** What to do **
Give every line of the rows below as a JSON list of strings, one string per line, with blank lines left out. Leave the pictures out.
━━━
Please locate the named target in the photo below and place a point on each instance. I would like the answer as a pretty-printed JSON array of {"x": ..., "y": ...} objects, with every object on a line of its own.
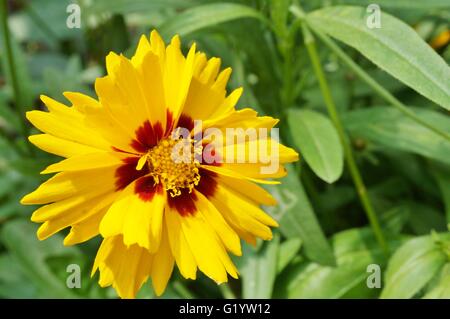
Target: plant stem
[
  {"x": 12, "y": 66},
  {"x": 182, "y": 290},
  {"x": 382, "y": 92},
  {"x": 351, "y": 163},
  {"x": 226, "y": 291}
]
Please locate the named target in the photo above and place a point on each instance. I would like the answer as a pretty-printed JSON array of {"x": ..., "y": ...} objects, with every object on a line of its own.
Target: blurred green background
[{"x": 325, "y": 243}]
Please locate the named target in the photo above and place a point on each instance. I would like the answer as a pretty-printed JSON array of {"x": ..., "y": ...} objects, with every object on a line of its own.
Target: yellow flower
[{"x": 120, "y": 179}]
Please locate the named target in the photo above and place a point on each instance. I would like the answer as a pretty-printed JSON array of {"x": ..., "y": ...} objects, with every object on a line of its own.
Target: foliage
━━━
** Exercise response **
[
  "Please locate the named target in the photo below and place a point on each instance. I would like the answer as a pretty-printed JSON array of {\"x\": ..., \"y\": ...} objects, with every object on a line of its own.",
  "Target: plant stem",
  "[",
  "  {\"x\": 12, \"y\": 66},",
  "  {\"x\": 182, \"y\": 290},",
  "  {\"x\": 382, \"y\": 92},",
  "  {\"x\": 351, \"y\": 163},",
  "  {\"x\": 226, \"y\": 291}",
  "]",
  "Please locate the named target in the photo above and place a point on each instance. I would like the answer as a pretty-printed JSON array of {\"x\": ..., \"y\": ...} objects, with every object on a line of its own.",
  "Target: blurred green background",
  "[{\"x\": 325, \"y\": 243}]",
  "Please locate the named target in the photo above and place a point on each instance. I would like the answer as a pretty-printed JSON array of {\"x\": ..., \"y\": ...} objects, with every object on a line of its own.",
  "Target: yellow flower",
  "[{\"x\": 120, \"y\": 179}]",
  "Please locate the named target in the photo above and place a point on each instance. I would like the answer as a pretty-printed JSON array of {\"x\": ..., \"y\": ...} objects, with every object on a line of its own.",
  "Target: foliage"
]